Activity: The goal is to restate all of the records below word for word.
──────────────────────────────
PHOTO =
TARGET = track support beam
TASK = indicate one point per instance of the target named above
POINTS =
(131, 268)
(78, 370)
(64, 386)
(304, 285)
──────────────────────────────
Your response:
PHOTO =
TARGET = track support beam
TASK = indicate one point per instance of the target named above
POINTS =
(131, 268)
(78, 370)
(64, 386)
(304, 285)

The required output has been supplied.